Data provided: Begin

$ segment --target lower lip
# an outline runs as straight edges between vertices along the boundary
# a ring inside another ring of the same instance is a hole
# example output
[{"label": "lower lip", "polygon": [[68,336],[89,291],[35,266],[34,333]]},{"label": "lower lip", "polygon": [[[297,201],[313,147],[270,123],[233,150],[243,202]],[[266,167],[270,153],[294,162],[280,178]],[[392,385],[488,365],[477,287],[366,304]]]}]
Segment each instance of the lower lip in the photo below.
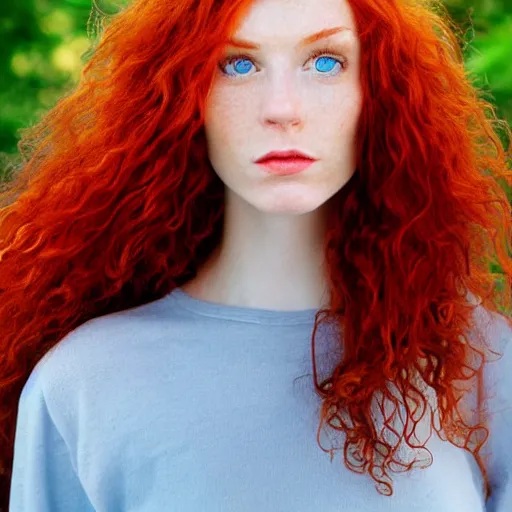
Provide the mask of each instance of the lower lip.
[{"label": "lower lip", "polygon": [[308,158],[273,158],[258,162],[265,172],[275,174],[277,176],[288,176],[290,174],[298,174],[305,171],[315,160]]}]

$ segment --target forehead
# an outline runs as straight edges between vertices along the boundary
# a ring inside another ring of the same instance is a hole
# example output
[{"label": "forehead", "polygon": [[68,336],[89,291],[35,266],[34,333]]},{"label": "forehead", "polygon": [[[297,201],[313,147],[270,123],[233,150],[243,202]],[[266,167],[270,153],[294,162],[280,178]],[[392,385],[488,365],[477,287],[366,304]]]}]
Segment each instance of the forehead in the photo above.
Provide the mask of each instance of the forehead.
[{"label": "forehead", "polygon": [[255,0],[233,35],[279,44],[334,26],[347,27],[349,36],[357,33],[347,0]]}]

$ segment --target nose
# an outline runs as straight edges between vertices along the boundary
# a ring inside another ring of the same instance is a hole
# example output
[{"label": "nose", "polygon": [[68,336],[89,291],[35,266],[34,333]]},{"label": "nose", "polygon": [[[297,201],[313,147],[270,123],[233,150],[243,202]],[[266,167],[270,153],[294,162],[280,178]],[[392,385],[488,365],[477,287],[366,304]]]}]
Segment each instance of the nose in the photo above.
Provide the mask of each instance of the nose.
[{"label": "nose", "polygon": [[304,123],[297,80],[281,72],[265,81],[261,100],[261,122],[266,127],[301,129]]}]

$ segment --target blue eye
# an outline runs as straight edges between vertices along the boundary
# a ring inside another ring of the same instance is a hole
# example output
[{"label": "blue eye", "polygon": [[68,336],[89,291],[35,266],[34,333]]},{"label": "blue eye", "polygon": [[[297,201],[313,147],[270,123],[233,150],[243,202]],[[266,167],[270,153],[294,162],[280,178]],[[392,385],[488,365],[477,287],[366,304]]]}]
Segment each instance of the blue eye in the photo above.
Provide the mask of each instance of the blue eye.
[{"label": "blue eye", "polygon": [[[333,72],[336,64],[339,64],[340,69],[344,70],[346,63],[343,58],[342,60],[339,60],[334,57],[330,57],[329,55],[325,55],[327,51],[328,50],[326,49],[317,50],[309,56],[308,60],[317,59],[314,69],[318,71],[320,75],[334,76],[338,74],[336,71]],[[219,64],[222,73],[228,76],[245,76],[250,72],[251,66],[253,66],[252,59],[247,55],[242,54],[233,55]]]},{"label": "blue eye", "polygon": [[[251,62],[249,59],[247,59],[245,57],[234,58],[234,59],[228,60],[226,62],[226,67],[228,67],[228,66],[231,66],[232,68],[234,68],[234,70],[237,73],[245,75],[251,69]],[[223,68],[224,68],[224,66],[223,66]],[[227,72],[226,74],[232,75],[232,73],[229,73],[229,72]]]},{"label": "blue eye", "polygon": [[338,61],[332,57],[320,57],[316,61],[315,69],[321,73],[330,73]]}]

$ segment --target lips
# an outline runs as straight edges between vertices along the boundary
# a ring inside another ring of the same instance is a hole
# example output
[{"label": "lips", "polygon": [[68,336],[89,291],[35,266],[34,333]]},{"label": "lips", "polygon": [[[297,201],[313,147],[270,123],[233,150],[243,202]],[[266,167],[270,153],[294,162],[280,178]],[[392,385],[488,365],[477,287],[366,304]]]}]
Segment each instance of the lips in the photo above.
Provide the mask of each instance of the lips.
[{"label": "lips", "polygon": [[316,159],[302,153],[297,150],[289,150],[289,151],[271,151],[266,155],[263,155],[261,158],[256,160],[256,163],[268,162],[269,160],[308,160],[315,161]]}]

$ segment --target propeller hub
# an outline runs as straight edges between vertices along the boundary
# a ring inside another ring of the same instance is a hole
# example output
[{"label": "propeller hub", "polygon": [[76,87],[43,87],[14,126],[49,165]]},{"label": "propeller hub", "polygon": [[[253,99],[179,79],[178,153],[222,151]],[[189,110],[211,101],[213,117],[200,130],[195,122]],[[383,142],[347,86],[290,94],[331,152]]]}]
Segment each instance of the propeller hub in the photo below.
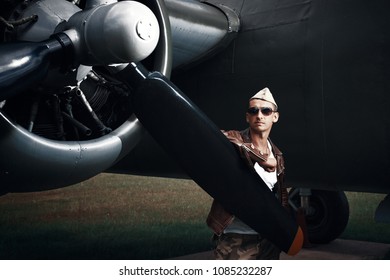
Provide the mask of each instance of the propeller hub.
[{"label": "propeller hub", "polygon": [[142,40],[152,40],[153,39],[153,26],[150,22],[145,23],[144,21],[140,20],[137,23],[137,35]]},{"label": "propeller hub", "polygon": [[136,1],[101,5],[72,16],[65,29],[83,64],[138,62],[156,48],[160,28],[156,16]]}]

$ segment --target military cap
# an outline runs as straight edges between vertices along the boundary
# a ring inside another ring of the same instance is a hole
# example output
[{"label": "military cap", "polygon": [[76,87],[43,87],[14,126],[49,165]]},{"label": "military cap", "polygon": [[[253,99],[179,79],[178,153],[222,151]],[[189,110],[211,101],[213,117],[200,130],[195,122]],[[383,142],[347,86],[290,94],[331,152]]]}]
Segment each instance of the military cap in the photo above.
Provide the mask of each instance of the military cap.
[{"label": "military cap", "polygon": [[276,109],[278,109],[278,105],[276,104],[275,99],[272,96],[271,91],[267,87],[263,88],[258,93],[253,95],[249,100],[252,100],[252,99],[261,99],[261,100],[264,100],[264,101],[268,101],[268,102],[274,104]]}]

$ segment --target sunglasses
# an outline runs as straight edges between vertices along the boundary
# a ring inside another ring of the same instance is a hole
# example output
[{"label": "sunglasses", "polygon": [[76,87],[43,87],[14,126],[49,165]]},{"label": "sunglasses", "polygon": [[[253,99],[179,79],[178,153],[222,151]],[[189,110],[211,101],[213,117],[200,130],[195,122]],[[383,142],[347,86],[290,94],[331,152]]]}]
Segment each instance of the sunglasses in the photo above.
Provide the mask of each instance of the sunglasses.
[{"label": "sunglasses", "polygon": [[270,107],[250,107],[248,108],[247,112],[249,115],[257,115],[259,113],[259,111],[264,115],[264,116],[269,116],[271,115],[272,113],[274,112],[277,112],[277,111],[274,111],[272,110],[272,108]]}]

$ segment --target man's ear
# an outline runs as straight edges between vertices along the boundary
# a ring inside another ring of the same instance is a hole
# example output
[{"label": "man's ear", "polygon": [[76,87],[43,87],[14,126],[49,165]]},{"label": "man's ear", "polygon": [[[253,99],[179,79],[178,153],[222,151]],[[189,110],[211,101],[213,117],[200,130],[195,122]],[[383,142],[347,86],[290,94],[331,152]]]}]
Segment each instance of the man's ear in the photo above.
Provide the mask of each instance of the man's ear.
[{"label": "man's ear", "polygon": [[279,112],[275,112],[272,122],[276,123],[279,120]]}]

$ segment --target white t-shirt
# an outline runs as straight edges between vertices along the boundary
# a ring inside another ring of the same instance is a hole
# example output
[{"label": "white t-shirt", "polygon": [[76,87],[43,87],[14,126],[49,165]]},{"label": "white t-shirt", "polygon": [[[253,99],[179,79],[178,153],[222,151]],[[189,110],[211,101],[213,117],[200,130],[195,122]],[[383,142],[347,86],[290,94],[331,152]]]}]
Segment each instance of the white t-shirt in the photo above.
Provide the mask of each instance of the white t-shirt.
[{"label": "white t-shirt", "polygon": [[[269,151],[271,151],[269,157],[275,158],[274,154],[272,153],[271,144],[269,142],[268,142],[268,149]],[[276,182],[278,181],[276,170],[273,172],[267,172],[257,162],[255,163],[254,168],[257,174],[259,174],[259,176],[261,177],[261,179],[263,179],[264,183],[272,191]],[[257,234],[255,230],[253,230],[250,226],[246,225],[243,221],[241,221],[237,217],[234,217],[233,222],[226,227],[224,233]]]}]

Data provided: End
Data provided: Begin

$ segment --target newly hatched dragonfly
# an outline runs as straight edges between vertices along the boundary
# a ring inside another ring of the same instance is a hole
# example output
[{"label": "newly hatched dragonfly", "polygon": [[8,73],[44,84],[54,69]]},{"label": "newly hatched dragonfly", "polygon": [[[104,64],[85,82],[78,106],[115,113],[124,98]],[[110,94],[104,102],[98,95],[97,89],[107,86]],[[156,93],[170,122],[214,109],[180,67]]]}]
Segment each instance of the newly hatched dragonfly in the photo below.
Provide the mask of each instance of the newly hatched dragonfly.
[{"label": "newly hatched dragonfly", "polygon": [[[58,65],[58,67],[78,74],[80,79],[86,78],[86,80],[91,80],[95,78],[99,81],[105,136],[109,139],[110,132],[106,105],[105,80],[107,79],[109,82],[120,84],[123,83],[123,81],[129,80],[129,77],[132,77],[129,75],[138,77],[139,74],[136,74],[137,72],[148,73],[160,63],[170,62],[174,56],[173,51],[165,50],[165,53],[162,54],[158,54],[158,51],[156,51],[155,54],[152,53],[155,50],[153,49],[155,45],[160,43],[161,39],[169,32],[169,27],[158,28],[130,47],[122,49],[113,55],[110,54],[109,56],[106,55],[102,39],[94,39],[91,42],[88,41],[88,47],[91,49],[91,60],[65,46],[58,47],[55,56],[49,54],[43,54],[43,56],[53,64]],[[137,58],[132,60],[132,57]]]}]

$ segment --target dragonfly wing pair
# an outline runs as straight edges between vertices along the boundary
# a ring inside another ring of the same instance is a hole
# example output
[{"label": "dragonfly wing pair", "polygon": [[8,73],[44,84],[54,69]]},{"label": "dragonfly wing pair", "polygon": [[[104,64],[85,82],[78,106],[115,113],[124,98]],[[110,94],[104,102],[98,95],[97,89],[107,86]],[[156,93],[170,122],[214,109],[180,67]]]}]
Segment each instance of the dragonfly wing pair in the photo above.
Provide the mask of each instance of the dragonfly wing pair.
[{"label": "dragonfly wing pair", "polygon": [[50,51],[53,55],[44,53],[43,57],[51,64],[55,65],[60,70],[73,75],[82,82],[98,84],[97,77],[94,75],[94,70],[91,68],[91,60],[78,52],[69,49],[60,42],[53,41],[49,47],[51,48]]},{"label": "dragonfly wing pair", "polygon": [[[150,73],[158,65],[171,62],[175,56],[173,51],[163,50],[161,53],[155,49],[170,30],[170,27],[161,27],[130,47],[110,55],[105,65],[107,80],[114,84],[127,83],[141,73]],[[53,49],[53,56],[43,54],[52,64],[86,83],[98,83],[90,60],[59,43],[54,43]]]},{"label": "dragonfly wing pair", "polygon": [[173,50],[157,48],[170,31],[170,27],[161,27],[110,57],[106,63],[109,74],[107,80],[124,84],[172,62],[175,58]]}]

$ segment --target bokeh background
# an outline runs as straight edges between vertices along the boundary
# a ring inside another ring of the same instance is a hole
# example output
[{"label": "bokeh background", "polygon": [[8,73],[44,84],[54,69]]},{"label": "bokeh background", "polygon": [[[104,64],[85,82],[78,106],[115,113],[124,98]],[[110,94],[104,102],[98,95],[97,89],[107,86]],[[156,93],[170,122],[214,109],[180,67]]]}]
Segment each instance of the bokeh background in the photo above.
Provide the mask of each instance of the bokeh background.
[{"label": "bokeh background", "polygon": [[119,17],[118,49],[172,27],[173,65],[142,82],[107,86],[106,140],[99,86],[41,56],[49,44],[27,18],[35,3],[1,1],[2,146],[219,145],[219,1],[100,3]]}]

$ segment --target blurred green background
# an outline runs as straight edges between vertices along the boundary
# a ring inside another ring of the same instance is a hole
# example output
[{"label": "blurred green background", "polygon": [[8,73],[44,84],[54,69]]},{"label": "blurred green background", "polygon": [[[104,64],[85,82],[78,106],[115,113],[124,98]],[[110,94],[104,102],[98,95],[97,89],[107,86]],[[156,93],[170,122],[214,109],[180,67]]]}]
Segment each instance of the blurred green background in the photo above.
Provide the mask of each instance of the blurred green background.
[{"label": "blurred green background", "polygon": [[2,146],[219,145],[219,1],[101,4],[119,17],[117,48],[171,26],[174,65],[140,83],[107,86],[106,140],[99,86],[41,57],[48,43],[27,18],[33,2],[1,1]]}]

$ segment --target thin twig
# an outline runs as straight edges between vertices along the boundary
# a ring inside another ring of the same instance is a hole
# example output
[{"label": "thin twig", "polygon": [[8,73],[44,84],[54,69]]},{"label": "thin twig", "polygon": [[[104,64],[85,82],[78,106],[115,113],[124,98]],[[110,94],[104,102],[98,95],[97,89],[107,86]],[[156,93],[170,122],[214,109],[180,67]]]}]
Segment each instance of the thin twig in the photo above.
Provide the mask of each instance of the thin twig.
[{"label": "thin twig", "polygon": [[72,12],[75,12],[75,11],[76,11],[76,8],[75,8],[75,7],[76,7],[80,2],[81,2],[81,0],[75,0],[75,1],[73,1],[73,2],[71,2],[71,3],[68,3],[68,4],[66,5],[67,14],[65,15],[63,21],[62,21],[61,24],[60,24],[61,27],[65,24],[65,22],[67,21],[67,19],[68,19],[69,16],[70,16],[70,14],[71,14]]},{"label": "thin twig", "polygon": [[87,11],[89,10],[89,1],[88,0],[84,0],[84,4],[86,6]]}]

Data provided: End
Data provided: Begin

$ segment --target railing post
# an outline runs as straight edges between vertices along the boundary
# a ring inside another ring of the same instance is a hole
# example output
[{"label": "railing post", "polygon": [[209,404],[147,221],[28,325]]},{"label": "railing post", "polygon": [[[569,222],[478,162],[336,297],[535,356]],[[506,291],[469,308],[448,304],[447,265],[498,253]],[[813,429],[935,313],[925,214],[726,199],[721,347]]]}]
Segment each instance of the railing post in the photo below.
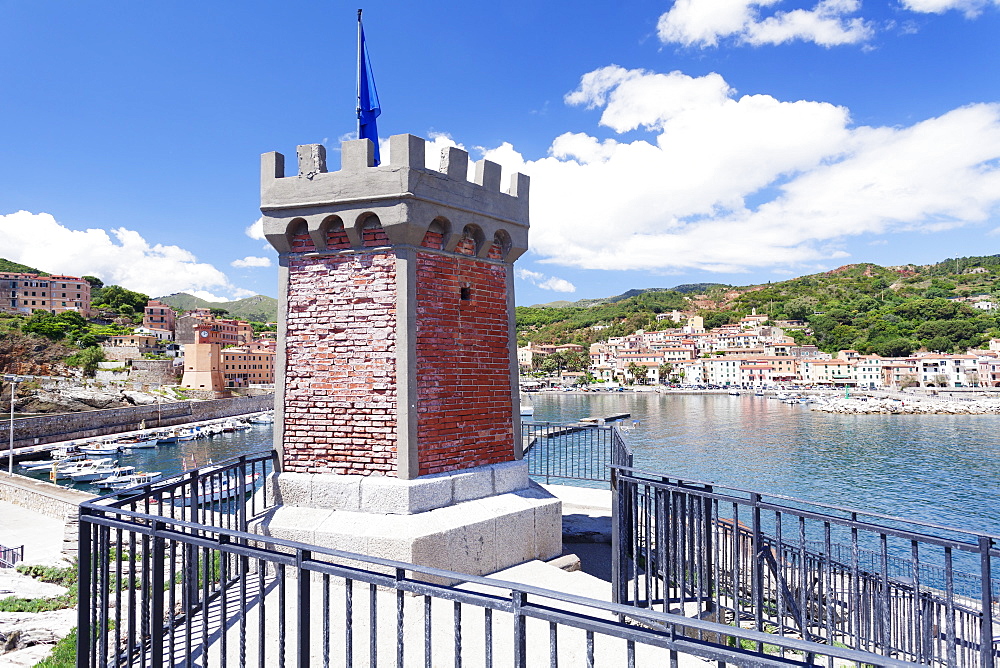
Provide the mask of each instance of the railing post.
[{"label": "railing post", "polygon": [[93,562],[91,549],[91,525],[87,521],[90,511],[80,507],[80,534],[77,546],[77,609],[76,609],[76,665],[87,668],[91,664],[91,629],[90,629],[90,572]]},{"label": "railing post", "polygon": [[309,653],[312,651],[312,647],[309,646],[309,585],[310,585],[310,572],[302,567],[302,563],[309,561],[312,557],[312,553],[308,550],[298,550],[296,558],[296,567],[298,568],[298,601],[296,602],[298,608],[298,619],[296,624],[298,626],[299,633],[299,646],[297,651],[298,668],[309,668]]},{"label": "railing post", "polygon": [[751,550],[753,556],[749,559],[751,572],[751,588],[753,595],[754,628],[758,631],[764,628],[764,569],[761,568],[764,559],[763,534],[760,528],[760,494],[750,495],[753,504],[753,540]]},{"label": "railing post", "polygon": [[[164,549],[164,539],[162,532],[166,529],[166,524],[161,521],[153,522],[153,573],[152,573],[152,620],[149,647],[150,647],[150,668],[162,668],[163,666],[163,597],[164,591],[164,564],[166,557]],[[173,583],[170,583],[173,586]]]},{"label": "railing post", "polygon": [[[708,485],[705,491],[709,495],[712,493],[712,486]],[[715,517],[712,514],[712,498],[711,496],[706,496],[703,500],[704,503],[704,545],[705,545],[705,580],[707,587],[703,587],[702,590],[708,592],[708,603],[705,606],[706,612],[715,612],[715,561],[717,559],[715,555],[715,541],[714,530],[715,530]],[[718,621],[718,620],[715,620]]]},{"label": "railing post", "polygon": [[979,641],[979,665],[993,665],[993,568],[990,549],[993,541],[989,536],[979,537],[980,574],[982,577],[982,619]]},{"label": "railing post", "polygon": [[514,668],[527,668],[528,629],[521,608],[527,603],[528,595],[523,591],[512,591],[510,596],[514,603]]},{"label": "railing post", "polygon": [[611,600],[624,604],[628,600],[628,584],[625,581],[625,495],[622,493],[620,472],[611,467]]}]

Data provided: End

Work instructions: For each line of the entries that includes "below", show that line.

Response for this exercise:
Segment each instance of the lower lip in the photo below.
Segment each instance of the propeller hub in the photo below.
Segment each instance of the newly hatched dragonfly in the photo below.
Segment each instance of the railing post in the photo below.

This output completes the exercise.